──────── RECORDS FOR PROCESSING

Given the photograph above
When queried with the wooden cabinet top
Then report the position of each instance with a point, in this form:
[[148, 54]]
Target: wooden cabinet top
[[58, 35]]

────────────────

YOUR INSTRUCTIONS – Turn every line of the records above into a numbered list, leaving out any blank lines.

PROBLEM SOLUTION –
1. Given the photograph above
2. When queried with the wooden cabinet top
3. Then report the position of each instance with a point, in this form:
4. [[148, 54]]
5. Target: wooden cabinet top
6. [[58, 35]]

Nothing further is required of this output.